___ KUTIPAN TEKS

Makalah bersambung
Mereka Menangis
Hadits mulia di atas
mengandung banyak hikmah pelajaran. Termasuk di antaranya ‘karena
bertaqwa’ maka Nabi Yusuf عَلَيْهِ
السّلَامُ bisa mengendalikan diri dengan sangat sempurna, sampai-sampai Rasulullah صَلّى
عَلَيْهِ اللّهُ وَسَلّمَ takjub
atau terheran-heran pada kesabaran dan tata-keramanya. Istilah tata-kerama yang
di sini berasal dari sabda, “Karamihi (كَرَمِهِ),” meliputi akal atau wawasan jauh kedepan. Karena dalam sabda
yang pertama, “Karamihi (كَرَمِهِ),” lalu dilanjutkan dengan penjelasan mengenai Fatwa Nabi
Yusuf عَلَيْهِ السّلَامُ, sehubungan dengan
‘mimpi raja yang sulit diartikan’. Sementara di dalam sabda yang kedua, “Karamihi (كَرَمِهِ),” dilanjutkan dengan keterangan bahwa Nabi Yusuf عَلَيْهِ
السّلَامُ tidak mau keluar, namun
justru menjelaskan alasan tidak mau keluar.
Meletkkan cinta atau marah,
tepat pada tempatnya, bisa membuat suasana menjadi indah. Di saat Rasulullahصَلّى
عَلَيْهِ اللّهُ وَسَلّمَ menaklukkan
kaum Tha’if atau Hunain, terjadi keributan sangat serius. Para pemuda Anshar
marah karena tidak mendapatkan rampasan perang; tokoh-tokoh Qurisy yang baru
saja masuk Islam, justru mendapatkan rampasan perang banyak sekali.

______

SOAL:
Jawablah pertanyaan berikut berdasarkan kutipan tentang Nabi Yusuf.
1. Dari sabda apa istilah tata-kerama dalam kutipan ini berasal?
2. Kaum apa yang sedang ditaklukkan Rasulullah ketika terjadi keributan sangat serius?
3. Mengapa para pemuda Anshar marah?
Item yang menyusul tidak ada hubungannya dengan kutipan ini.

___ DATA TERSEDIA

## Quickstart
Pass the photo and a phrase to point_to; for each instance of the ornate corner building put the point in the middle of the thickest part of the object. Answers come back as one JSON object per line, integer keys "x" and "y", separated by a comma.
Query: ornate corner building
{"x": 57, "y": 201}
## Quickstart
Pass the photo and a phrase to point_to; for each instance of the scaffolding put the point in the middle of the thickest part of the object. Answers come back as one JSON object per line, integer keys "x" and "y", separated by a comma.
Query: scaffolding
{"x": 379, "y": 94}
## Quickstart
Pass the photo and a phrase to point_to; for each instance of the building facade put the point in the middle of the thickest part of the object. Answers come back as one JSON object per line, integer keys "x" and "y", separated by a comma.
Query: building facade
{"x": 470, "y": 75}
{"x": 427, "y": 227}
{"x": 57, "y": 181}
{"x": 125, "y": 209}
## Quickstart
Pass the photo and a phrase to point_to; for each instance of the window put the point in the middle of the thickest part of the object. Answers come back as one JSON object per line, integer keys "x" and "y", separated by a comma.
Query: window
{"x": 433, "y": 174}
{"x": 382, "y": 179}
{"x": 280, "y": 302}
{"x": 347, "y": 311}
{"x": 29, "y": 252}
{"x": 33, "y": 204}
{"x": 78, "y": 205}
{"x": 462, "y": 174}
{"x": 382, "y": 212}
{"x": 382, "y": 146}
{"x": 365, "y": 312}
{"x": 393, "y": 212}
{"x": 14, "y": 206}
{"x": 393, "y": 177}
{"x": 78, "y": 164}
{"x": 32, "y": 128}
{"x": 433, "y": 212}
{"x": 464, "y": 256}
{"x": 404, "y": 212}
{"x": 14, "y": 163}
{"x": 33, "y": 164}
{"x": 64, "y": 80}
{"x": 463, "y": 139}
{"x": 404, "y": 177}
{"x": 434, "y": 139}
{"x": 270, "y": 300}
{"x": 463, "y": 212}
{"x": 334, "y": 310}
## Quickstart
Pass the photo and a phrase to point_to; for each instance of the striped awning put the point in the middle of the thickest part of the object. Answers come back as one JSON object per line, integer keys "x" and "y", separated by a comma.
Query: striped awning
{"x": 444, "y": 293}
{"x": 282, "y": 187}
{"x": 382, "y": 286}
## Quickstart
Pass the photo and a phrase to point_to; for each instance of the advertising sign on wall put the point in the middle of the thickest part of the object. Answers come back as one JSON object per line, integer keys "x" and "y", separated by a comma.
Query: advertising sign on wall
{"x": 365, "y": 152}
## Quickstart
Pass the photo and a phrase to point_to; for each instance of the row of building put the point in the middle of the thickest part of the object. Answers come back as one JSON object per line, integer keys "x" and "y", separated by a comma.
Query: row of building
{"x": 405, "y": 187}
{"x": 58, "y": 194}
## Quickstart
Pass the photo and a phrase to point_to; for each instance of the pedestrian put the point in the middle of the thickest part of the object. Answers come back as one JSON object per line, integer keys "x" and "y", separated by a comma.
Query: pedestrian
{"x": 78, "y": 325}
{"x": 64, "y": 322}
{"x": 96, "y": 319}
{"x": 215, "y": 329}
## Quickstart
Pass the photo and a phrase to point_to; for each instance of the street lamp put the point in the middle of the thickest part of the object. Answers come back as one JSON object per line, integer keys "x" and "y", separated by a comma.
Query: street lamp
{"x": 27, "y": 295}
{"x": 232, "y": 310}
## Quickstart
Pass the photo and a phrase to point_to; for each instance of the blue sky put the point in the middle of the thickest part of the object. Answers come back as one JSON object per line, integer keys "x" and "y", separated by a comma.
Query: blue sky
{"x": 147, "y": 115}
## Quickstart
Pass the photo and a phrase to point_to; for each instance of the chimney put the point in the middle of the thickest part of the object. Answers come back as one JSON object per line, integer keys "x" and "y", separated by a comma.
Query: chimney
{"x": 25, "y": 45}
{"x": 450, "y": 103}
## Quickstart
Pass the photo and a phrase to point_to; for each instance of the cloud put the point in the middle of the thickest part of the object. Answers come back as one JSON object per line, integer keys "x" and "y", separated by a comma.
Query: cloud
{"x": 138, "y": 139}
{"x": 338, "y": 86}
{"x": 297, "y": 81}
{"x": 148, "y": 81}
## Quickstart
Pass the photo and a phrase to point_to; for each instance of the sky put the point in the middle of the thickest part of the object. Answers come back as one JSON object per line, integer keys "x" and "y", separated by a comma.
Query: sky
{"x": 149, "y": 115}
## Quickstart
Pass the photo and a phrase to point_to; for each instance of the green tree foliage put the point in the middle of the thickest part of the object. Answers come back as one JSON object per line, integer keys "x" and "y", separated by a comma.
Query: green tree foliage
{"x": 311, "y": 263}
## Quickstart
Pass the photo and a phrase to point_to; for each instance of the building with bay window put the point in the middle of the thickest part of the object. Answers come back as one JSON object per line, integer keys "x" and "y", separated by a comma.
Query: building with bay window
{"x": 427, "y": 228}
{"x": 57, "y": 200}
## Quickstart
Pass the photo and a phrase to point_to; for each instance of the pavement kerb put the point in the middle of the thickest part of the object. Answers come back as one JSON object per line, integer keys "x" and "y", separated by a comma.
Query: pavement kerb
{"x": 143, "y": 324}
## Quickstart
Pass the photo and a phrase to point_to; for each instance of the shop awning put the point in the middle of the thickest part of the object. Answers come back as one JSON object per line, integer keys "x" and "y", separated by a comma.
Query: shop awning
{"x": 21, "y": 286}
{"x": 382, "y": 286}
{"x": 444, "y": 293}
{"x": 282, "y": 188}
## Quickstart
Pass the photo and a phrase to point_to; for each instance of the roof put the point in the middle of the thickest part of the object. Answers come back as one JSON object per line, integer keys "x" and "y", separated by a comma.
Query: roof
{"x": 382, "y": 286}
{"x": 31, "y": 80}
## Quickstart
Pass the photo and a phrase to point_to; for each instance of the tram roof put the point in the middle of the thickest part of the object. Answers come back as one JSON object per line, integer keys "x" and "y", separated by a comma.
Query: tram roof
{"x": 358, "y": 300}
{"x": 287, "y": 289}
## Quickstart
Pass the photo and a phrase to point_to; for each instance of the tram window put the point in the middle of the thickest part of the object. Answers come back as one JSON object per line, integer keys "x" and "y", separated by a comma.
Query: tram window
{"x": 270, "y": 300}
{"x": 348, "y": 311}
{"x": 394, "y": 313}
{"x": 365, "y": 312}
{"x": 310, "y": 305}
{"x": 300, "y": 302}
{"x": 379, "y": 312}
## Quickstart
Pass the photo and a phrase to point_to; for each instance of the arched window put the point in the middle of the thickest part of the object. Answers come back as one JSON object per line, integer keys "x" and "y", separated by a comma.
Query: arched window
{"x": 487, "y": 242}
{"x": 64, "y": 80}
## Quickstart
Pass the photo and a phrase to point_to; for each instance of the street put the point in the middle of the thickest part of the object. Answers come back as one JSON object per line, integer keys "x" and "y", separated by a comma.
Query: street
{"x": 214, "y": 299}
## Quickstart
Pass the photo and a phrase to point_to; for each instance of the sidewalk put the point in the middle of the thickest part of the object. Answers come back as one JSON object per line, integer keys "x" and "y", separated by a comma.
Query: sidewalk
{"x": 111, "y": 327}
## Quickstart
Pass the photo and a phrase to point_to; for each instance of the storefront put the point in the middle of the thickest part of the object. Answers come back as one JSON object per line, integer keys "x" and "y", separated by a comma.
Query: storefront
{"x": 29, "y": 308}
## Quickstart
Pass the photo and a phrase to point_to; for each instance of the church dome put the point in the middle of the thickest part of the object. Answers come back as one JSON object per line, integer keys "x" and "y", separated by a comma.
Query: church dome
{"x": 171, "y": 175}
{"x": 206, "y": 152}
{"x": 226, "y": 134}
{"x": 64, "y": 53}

______
___ DATA TERSEDIA

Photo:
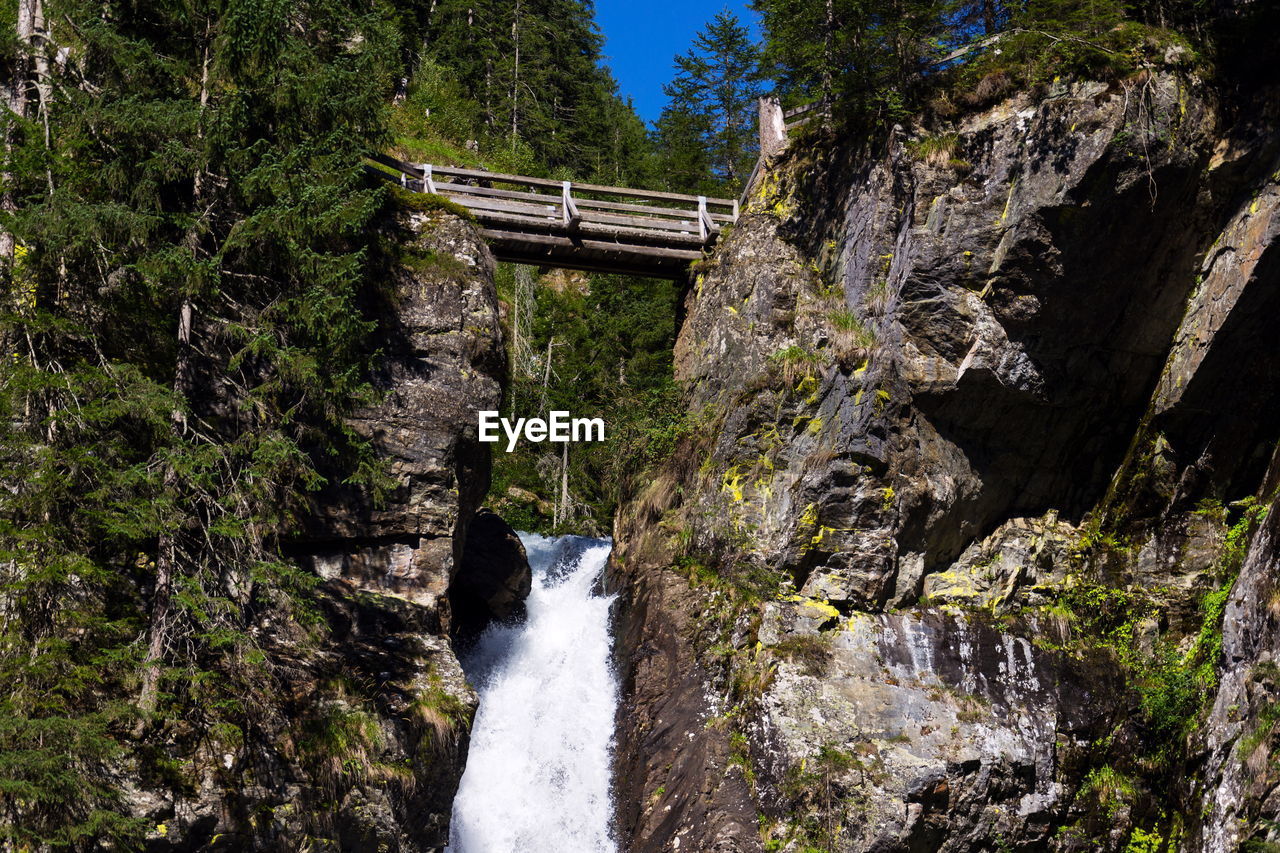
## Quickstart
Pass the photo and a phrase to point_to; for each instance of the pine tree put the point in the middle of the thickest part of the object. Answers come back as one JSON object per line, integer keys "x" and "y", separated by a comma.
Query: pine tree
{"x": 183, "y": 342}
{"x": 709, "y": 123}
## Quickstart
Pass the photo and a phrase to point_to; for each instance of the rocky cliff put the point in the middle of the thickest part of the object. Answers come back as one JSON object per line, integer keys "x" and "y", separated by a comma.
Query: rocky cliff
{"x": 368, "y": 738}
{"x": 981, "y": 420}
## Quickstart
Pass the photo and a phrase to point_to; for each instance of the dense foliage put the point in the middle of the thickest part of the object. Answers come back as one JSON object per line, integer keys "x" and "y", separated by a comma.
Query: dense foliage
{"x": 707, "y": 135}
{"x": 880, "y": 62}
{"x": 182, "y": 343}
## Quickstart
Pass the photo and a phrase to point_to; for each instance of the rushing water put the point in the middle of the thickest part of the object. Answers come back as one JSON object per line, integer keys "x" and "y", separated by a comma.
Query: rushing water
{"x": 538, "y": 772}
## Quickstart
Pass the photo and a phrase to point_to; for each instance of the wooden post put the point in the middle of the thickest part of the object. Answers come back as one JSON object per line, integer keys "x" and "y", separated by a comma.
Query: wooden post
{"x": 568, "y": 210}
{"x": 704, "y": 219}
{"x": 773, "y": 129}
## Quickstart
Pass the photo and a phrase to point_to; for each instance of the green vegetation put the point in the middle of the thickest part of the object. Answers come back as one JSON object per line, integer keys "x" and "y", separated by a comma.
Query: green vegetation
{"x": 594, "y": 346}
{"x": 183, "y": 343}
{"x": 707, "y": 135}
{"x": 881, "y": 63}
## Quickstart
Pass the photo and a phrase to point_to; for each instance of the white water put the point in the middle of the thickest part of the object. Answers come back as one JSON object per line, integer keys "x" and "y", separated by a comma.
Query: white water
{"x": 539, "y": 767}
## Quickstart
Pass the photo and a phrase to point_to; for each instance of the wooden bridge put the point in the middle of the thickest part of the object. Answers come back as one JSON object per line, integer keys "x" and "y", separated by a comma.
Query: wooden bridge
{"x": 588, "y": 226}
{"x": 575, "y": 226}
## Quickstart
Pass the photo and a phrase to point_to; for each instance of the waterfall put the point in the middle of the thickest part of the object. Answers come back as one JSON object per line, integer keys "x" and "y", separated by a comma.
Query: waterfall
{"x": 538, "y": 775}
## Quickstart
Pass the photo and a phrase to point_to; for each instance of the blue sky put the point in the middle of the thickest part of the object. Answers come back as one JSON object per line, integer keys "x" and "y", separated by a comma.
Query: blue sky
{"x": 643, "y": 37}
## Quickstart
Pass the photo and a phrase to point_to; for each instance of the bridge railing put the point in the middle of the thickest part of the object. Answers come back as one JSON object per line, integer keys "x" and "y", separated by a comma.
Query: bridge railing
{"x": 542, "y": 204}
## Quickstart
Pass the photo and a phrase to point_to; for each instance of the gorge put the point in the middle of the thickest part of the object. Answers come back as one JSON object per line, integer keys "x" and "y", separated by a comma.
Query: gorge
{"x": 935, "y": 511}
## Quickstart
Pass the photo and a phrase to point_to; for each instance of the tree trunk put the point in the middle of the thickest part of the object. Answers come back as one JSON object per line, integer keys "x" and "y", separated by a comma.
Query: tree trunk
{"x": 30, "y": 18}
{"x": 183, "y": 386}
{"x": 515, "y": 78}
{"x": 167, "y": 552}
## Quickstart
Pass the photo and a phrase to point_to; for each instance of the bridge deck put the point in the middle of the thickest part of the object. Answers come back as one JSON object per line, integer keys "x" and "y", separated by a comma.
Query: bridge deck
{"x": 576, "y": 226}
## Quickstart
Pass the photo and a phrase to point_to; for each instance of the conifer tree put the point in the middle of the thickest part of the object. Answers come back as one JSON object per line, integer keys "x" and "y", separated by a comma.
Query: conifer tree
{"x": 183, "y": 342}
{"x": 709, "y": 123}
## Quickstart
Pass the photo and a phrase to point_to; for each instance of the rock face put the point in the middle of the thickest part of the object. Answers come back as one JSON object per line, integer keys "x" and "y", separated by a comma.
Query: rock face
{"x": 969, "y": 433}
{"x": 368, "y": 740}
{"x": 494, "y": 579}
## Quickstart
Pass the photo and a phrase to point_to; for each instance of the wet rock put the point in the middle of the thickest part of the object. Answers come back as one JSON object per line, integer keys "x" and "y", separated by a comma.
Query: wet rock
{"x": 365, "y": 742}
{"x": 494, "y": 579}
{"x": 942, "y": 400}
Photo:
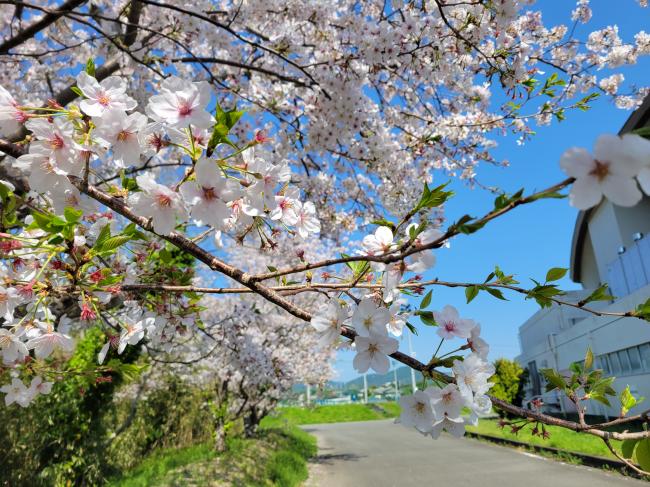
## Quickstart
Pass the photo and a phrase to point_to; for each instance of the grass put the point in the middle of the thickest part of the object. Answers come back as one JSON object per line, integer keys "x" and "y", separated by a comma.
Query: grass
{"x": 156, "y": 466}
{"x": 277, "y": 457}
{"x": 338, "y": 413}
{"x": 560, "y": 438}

______

JAWABAN BENAR:
1. Istilah tata-kerama berasal dari sabda "Karamihi (كَرَمِهِ)."
2. Rasulullah sedang menaklukkan kaum Tha'if atau Hunain.
3. Para pemuda Anshar marah karena mereka tidak mendapatkan rampasan perang.